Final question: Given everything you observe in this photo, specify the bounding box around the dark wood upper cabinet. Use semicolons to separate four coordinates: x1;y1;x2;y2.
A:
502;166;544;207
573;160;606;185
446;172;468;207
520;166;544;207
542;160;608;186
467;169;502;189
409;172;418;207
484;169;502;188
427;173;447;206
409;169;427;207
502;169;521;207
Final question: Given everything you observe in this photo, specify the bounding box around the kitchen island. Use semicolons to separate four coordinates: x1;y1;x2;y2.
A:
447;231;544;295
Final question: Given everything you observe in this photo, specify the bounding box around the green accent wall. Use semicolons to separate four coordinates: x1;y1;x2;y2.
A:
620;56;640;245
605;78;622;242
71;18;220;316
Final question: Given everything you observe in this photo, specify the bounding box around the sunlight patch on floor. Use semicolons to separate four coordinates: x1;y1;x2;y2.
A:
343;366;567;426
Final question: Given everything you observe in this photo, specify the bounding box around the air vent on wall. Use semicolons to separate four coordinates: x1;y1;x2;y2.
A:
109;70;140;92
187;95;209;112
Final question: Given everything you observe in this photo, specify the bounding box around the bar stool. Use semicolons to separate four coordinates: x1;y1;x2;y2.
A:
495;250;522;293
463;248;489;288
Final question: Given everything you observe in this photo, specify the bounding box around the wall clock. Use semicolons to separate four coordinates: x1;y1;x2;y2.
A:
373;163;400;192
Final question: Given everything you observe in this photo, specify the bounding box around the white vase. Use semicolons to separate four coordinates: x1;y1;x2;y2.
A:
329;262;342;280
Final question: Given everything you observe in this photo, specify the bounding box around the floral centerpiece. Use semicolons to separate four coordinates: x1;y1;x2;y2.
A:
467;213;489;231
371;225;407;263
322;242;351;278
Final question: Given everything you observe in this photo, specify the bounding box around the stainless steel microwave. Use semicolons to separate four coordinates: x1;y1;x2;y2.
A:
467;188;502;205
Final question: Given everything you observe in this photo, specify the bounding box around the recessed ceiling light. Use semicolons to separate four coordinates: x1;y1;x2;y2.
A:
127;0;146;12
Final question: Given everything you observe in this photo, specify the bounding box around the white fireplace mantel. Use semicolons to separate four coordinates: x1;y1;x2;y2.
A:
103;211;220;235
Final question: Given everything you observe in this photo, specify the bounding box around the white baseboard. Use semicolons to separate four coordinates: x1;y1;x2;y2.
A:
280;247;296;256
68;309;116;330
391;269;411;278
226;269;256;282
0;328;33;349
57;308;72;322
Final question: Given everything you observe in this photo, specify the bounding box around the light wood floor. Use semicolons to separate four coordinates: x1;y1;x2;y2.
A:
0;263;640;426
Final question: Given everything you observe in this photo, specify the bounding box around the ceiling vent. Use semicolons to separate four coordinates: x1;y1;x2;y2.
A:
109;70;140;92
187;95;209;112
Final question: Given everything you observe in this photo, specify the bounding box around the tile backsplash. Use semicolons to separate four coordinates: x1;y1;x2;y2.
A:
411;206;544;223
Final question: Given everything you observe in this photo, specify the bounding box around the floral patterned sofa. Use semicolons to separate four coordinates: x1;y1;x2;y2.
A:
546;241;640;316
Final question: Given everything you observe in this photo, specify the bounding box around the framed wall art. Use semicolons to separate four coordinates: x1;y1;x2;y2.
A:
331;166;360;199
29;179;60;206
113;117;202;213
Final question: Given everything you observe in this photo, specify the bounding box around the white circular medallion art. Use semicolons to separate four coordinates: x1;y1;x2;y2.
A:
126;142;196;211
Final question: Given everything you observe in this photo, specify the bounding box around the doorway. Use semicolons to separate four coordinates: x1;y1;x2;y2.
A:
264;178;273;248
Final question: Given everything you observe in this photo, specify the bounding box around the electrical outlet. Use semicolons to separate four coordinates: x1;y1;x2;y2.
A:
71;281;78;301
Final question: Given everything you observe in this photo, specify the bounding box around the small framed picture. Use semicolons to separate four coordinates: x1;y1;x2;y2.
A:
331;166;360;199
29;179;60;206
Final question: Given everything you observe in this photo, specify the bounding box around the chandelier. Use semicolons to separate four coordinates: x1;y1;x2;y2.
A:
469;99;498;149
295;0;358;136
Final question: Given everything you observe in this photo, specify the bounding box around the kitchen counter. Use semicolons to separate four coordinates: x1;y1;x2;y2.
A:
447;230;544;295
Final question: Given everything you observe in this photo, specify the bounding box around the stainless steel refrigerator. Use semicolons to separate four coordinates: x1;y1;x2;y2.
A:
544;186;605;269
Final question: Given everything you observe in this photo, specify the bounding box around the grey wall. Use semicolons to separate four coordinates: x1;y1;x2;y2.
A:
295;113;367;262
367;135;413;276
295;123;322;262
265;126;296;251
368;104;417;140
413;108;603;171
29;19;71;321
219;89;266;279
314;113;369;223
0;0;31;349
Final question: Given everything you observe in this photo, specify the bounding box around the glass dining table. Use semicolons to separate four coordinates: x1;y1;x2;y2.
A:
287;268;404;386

************

EXERCISE INSTRUCTIONS
Turn the lines above into a JSON list of strings, with one string for each line and any blank lines left out.

RESPONSE FOR THIS EXERCISE
[
  "Final question: Given everything you observe in this photo, specify the bounding box around the dark wood upper cabinet. Use semicolons to separate four coordinates: x1;y1;x2;y2.",
  "A:",
  "502;166;544;207",
  "573;160;606;185",
  "446;172;468;207",
  "520;166;544;207",
  "542;160;608;186",
  "467;169;502;189",
  "409;172;418;207",
  "484;169;502;188",
  "427;173;447;206",
  "409;169;427;207",
  "502;169;521;207",
  "Final question: Given everything you observe in this photo, specify the bounding box around the kitchen island. Use semicolons to separate four coordinates: x1;y1;x2;y2.",
  "A:",
  "447;231;544;295",
  "Final question: Given everything you observe in this photo, specify the bounding box around the green accent wall. Use semicolons to separate four coordinates: x1;y1;x2;y2.",
  "A:",
  "620;56;640;245",
  "605;78;622;242",
  "71;18;220;316",
  "Final question: Given everything you observe in this photo, specify the bounding box around the sunlight patch on floor. Use semicolons to separate four coordinates: x1;y1;x2;y2.",
  "A:",
  "343;366;567;426",
  "Final question: Given everything you observe in this photo, specify the bounding box around the air vent on wall. Use semicolons to separate four coordinates: x1;y1;x2;y2.",
  "A:",
  "109;70;140;92",
  "187;95;209;112",
  "Final question: Given everything you observe in this photo, specify the bounding box around the bar stool. Use semicolons to separate four coordinates: x1;y1;x2;y2.",
  "A:",
  "495;250;522;293",
  "463;248;489;288",
  "Final question: Given everything you observe in this photo, specify the bounding box around the wall clock. Use semicolons to separate four coordinates: x1;y1;x2;y2.",
  "A:",
  "373;163;400;192",
  "Final question: Given everything you observe in this photo, specify the bounding box around the white vase. Use semicolons to separate four coordinates: x1;y1;x2;y2.",
  "A:",
  "329;262;342;280",
  "Final question: Given everything you observe in this photo, specify the bounding box around the floral centerpiece. Use semicolons to separate four coordinates: x1;y1;x2;y2.",
  "A:",
  "467;213;489;231",
  "371;225;407;263",
  "322;242;351;278",
  "Final question: Given everything you observe in this photo, specify the bounding box around the stainless steel microwave. Use semicolons to separate four coordinates: x1;y1;x2;y2.",
  "A:",
  "467;188;502;205",
  "Final question: Given everything you observe in this photo, specify the bounding box around the recessed ceiling light. Use semicolons to separate four coordinates: x1;y1;x2;y2.",
  "A:",
  "127;0;146;12",
  "Final question: Given everything you observe in this photo, specify the bounding box around the white fireplace mantel. Use semicolons to separate four coordinates: x1;y1;x2;y2.",
  "A:",
  "103;211;220;235",
  "Final question: Given everything you observe in this photo, specify the bounding box around the white baseboard. Use semicolons to separate four coordinates: x1;y1;x2;y2.",
  "A:",
  "280;247;296;256",
  "68;309;116;330",
  "391;269;411;278",
  "226;269;256;282",
  "0;328;33;349",
  "57;308;72;322",
  "Final question: Given everything you observe in this photo, specify the bounding box around the light wood floor. Use semicolons to separate four coordinates: x1;y1;x2;y2.",
  "A:",
  "0;263;640;426",
  "Final question: Given everything you observe in this photo, specify the bounding box around the ceiling vent. Use semicolons to separate four coordinates: x1;y1;x2;y2.",
  "A:",
  "109;70;140;92",
  "187;95;209;112",
  "Final question: Given everything you observe in this photo, specify the bounding box around the tile backsplash. Use semicolons to separate four coordinates: x1;y1;x2;y2.",
  "A:",
  "411;206;544;223",
  "Final question: Given everything you observe in this photo, specify the bounding box around the floral patterned sofa. Use semicolons to separate four coordinates: x1;y1;x2;y2.",
  "A:",
  "546;241;640;316",
  "Final question: Given everything you observe in this photo, specify the bounding box around the framed wall art. Use semicolons to separate four coordinates: x1;y1;x2;y2.",
  "A:",
  "331;166;360;199",
  "29;179;60;206",
  "113;117;202;213",
  "Final question: Given everything you observe in this photo, specify the bounding box around the white circular medallion art. Use semicolons to separate four coordinates: x1;y1;x2;y2.",
  "A:",
  "126;142;196;211",
  "Final question: Given everything you observe in this photo, specify the bounding box around the doorway. Use semicolons to separate four coordinates: x1;y1;x2;y2.",
  "A:",
  "264;178;273;248",
  "Final question: Given everything you observe in this photo, specify the bounding box around the electrical outlet. Use semicolons to separate four coordinates: x1;y1;x2;y2.",
  "A:",
  "71;281;78;301",
  "Final question: Given everything you observe in this photo, specify the bounding box around the small framed picture. Use semicolons to separate four coordinates: x1;y1;x2;y2.",
  "A:",
  "331;166;360;199",
  "29;179;60;206",
  "Final question: Given everything you observe in this photo, specify the bounding box around the chandelier. Use semicolons to separate four coordinates: x1;y1;x2;y2.",
  "A:",
  "469;99;498;149",
  "295;0;358;136",
  "Final question: Given everything you observe in this photo, specify the bounding box around the kitchen counter. Use semicolons to separate four coordinates: x1;y1;x2;y2.",
  "A:",
  "447;230;544;295",
  "Final question: Given everything you observe in this photo, specify the bounding box around the stainless steel refrigerator. Use semicolons to separate four coordinates: x1;y1;x2;y2.",
  "A:",
  "544;186;605;269",
  "Final question: Given everything you observe in this photo, specify the bounding box around the grey wall. Use semicolons to separate four coordinates: x1;y1;x2;y2.",
  "A:",
  "295;113;367;262",
  "367;135;413;276",
  "295;123;322;262",
  "265;126;296;251",
  "368;104;417;140",
  "413;108;603;171",
  "29;19;71;321",
  "219;89;266;279",
  "314;113;369;223",
  "0;0;31;349",
  "Final question: Given everything you observe in this photo, specify the bounding box around the glass dining table. Use semicolons to separate four coordinates: x1;y1;x2;y2.",
  "A:",
  "287;268;404;386"
]